▶ **SUPPLIED ENTRIES**
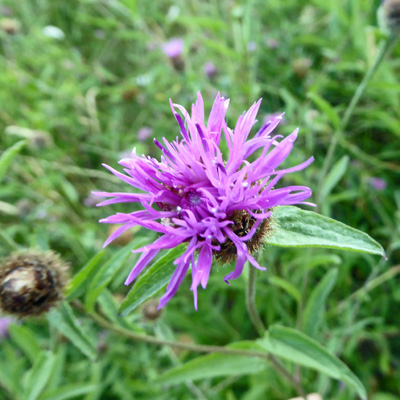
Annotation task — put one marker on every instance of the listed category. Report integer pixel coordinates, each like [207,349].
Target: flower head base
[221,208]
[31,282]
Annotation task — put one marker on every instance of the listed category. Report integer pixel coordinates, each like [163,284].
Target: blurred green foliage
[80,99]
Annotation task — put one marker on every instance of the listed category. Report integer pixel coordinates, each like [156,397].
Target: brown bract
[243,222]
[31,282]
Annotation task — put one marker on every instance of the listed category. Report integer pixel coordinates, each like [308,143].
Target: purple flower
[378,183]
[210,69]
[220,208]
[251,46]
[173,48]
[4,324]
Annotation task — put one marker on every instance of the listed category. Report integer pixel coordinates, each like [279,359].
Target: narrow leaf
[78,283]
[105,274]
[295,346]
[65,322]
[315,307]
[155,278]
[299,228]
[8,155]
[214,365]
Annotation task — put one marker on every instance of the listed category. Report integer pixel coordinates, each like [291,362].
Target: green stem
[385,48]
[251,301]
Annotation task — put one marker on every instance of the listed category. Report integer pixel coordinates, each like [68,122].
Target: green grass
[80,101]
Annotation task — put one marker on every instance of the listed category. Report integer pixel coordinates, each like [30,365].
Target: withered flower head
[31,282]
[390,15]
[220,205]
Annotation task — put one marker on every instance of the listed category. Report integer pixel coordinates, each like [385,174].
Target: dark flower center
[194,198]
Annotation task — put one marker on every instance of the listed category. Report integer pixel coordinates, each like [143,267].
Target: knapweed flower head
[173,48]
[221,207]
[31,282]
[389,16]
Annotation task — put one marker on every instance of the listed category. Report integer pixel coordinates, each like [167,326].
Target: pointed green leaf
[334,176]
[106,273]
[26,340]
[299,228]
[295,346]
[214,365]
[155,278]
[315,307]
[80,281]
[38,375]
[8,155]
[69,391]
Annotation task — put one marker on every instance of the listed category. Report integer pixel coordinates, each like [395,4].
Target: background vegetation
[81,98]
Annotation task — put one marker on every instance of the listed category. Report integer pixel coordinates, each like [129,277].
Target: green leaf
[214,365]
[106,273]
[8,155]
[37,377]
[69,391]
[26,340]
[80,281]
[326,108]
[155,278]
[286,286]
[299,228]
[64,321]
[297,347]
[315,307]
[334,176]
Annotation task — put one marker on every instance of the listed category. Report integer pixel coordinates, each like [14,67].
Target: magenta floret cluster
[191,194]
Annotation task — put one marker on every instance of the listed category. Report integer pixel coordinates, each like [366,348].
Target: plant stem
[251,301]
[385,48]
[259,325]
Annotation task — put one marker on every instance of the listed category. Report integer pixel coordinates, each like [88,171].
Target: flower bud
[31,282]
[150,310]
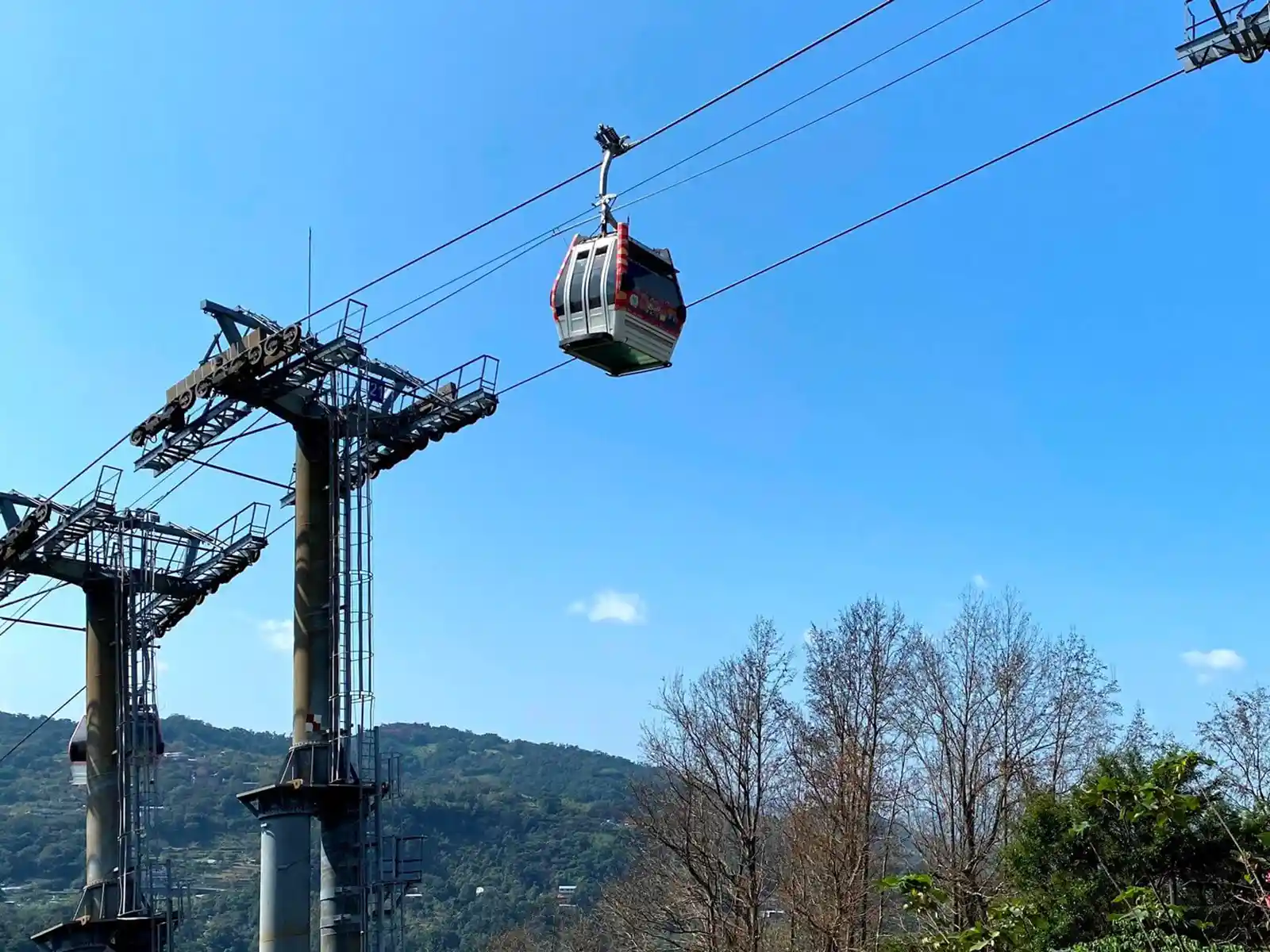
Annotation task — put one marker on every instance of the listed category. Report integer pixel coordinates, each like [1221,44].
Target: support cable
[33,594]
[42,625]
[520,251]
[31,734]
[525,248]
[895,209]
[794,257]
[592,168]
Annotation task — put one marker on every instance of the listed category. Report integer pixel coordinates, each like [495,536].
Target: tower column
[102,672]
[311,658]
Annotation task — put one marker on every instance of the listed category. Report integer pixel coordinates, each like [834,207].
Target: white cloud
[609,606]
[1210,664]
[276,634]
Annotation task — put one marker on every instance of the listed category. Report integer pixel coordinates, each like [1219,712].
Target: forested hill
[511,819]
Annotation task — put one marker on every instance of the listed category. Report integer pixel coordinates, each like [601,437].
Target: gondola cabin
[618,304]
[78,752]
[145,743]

▶ **WHAT TO PRODUCE**
Images in the records should not be copied. Repeat all the rest exactly.

▶ **WRITTEN ANSWER**
Annotation task — put one marker on every instance of the listed category. Report integer pixel coordinates, each like [207,349].
Target: flower head base
[221,208]
[31,282]
Annotation task — put one marker on every instance of the listed category. Report integer pixel coordinates, each like [163,284].
Target: blurred green foliage
[80,99]
Annotation task — put one marker on every instance of the listed category. Report integer pixel coordinates, each like [156,397].
Target: brown bract
[243,222]
[31,282]
Annotation task — put one marker on every instance of the listed category. Report integer pixel coordinates, each like [308,143].
Target: purple flower
[378,183]
[210,69]
[220,208]
[251,46]
[173,48]
[4,324]
Annotation task — put one marker on every instance of the listed category. Report integer pixel coordinates, each like [279,359].
Target: narrow leaf
[78,283]
[105,274]
[295,346]
[65,322]
[315,307]
[155,278]
[299,228]
[8,155]
[214,365]
Annotation task — put one marker on every instance of the listed category. Report integer pixel coordinates, each like [291,362].
Target: green stem
[385,48]
[251,301]
Annotation task — put one marker on every instance of the listed category. Report integer pixel coordinates, each like [68,122].
Target: green grass
[80,101]
Annotation task — put one marker on every instance of the listed category. Report integer pixel coordinates, each like [30,365].
Target: withered flower head
[31,282]
[390,15]
[220,205]
Annotation task — put one marker on every instance of the listed category. Report integer pixel coordinates, each like [385,174].
Target: dark flower center
[194,198]
Annotation task — put one marker on every instance of the listed category. Report integer pixel coordinates, each like [143,267].
Target: knapweed flower head
[173,48]
[221,207]
[31,282]
[389,16]
Annotation task — put one marker on every instance of the listed category. Report integer pixel coordinates, each like [167,326].
Target: pointed green leaf
[334,176]
[106,273]
[26,340]
[299,228]
[295,346]
[214,365]
[155,278]
[315,307]
[80,281]
[38,375]
[8,155]
[69,391]
Annotation task — put one marker on every instance of the listed category. Report integer pixel coordinates, each like [395,4].
Target: background vegetation
[81,98]
Annotation task — put one marker on every instance of the listed category. Report integer pixel coordinates, each like [129,277].
Target: green leaf
[214,365]
[106,273]
[8,155]
[37,377]
[69,391]
[26,340]
[80,281]
[326,108]
[155,278]
[286,286]
[299,228]
[64,321]
[297,347]
[315,307]
[334,176]
Annotation task — put one marker on every instance of the listed category. Report integer pixel coordinates, each like [14,67].
Target: magenta floret cluster
[191,194]
Annotation task — put one marker on every instance of the listed category. Report integer pixel coordinates, each like [366,348].
Target: plant stem
[251,301]
[385,48]
[259,325]
Annotation task — put one marker on every instance of the listed category. Report integer pixel coordinates, each like [88,171].
Target: flower bud
[31,282]
[150,310]
Annotation task — put one marker on every instance of the listed category. Report integer pixel coordinates, each like [1221,44].
Target: support cable
[33,594]
[42,625]
[520,251]
[31,734]
[525,248]
[895,209]
[794,257]
[592,168]
Annotation task — put one marker on every instance of the listed category. Report integer pixel coordinates, each like [495,536].
Target: tower column
[102,672]
[311,658]
Annotation task — put one marker on every instance of the listed category. Report integer pixel coordinates, each like [834,207].
Target: white cloud
[609,606]
[1210,664]
[276,634]
Annotation task — put one marker on every instance of the listed category. Report integer pixel coordinates, each like [1219,712].
Target: forested hill
[511,819]
Annotation task — put one marker on every instance of the listed category. Report integer pixel coordinates, each like [601,437].
Target: gondola cabin
[618,304]
[78,752]
[145,743]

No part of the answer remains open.